• TEXT:
"""
When Boston Police Spy on Free Speech, Democracy Suffers

Published On October 20, 2012 | By CopBlock | Articles

This post was submitted to CopBlock.org by utilizing the submission tab. It’s an eye opening piece by Nancy Murray about police monitoring. Isn’t it scary to know that if you preach peace or care about veteren’s rights the police will monitor you, even after they are the only ones doing something illegal? Don’t believe me, continue reading or watch the video below.

By Nancy Murray, Education Director, ACLU of Massachusetts at 9:51am

Originally posted by boston.com.

Psst! Check out this super-secret Boston Police “intelligence report”:

Local activists have been trying to get ‘celebrity guest speakers’ (Sean Penn, Susan Sarandon) for the March 24th demonstration, but at this time it appears that they have been unable to book any of these speakers for their event.

But some well-known speakers will be there. According to this intelligence report,” compiled by the Boston police under the heading “Criminal Act–Groups-Extremists,” among them will be Cindy Sheehan and a “BU professor emeritus/activist” whose name is redacted–it was the late Howard Zinn.

These excerpts come from one of several documents and videotapes obtained through a lawsuit brought against the Boston Police Department by the ACLU of Massachusetts and Massachusetts Chapter of the National Lawyers Guild. We are making these criminal “intelligence” reports public today, along with a report analyzing its significance–and avideo of some of the peace activists who have been targeted.

We now have proof of what peace groups and activists have long suspected: Boston Police officers have worked within the local fusion spying center, the Boston Regional Intelligence Center (BRIC), to monitor the lawful political activity of local peace groups and track their movements and beliefs. This information has been retained in searchable electronic “intelligence” reports bearing labels such as “Groups – Civil Disturbance,” “Groups–Extremists,” “HomeSec-Domestic” under the heading “Criminal Act.”
"""
Retype the passage of the Boston police surveillance text from "Psst! Check out this super-secret" to "late Howard Zinn.". The data that comes next is from a different source than the text.

• SUPPLIED MATERIAL:
"""
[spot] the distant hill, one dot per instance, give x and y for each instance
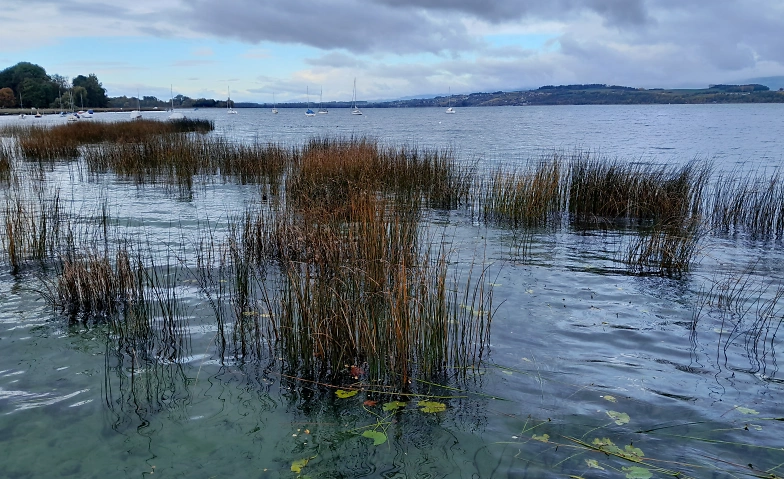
"""
• RESULT FOR THIS TASK:
Psst! Check out this super-secret Boston Police “intelligence report”:

Local activists have been trying to get ‘celebrity guest speakers’ (Sean Penn, Susan Sarandon) for the March 24th demonstration, but at this time it appears that they have been unable to book any of these speakers for their event.

But some well-known speakers will be there. According to this intelligence report,” compiled by the Boston police under the heading “Criminal Act–Groups-Extremists,” among them will be Cindy Sheehan and a “BU professor emeritus/activist” whose name is redacted–it was the late Howard Zinn.